### Yapılacak Görevler
1 – Öpücük hastalığıyla ilgili metne göre bu hastalık hangi yollarla bulaşıyor?
2 – Öpücük hastalığıyla ilgili metinde "Yakın temas, tükürük" sözcüklerini içeren yerle başlayıp "hastalık olarak nitelendiriliyor." ile biten kısmı hiçbir değişiklik yapmadan yinele.

Çocuklara duyulan büyük sevgi, en sık ‘öpücükler’ ile ifade ediliyor. Ancak, çocuklarını özellikle dudaklarından öpen ebeveynlerin bu davranıştan kaçınmalarında fayda var; çünkü bu öpücükler, çocuklarda birçok ciddi komplikasyonlar oluşturabilen ‘öpücük’ hastalığına yol açabiliyor.
Yakın temas, tükürük ve boğaz salgıları aracılığıyla bulaştığı için halk arasında ‘öpücük hastalığı’ olarak bilinen “Enfeksiyöz Mononukleoz”, sıklıkla Eptein-Barr virüsü (EBV) daha nadir olarak da sitomegalovirüs ( CMV) nedeniyle oluşan viral bir hastalık olarak nitelendiriliyor.

### Veri Alıntıları
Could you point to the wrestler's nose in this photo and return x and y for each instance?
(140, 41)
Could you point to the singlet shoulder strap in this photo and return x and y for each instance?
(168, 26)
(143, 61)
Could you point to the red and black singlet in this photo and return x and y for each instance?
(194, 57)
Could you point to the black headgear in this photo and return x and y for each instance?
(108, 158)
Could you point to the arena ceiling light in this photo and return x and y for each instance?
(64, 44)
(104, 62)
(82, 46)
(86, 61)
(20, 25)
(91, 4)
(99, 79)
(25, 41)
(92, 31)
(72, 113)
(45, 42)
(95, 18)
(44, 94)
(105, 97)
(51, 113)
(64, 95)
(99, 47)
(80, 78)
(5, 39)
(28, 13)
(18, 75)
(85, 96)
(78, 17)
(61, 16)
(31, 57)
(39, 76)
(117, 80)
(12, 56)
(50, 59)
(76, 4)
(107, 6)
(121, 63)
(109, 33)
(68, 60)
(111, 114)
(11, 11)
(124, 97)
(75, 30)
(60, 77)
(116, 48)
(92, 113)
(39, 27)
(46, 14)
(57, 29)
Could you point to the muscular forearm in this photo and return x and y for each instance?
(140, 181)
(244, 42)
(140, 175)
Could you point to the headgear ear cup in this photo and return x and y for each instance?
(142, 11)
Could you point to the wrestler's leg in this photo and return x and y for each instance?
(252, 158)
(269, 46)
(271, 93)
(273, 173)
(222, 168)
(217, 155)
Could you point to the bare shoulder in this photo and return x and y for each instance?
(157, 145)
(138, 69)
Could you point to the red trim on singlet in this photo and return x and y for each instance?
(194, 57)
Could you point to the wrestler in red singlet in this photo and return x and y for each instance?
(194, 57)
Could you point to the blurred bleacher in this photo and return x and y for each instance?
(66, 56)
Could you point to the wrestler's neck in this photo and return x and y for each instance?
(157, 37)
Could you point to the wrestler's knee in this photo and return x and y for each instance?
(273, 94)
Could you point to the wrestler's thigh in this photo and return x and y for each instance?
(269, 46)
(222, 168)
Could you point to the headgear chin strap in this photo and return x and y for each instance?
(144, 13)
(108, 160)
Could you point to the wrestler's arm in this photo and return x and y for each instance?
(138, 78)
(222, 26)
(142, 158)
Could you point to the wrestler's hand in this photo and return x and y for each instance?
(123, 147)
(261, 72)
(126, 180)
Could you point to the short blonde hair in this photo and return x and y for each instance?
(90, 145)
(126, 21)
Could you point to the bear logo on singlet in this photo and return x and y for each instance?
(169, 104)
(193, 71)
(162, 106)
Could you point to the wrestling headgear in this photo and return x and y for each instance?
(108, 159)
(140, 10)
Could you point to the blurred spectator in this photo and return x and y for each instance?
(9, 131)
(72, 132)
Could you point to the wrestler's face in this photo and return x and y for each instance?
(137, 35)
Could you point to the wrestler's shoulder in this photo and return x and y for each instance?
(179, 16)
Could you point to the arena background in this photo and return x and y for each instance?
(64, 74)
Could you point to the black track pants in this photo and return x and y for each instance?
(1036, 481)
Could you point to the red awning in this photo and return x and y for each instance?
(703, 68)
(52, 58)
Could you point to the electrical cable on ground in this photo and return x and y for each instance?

### Görev Yanıtları
1 – Yakın temas, tükürük ve boğaz salgıları aracılığıyla bulaşıyor.

2 –
Yakın temas, tükürük ve boğaz salgıları aracılığıyla bulaştığı için halk arasında ‘öpücük hastalığı’ olarak bilinen “Enfeksiyöz Mononukleoz”, sıklıkla Eptein-Barr virüsü (EBV) daha nadir olarak da sitomegalovirüs ( CMV) nedeniyle oluşan viral bir hastalık olarak nitelendiriliyor.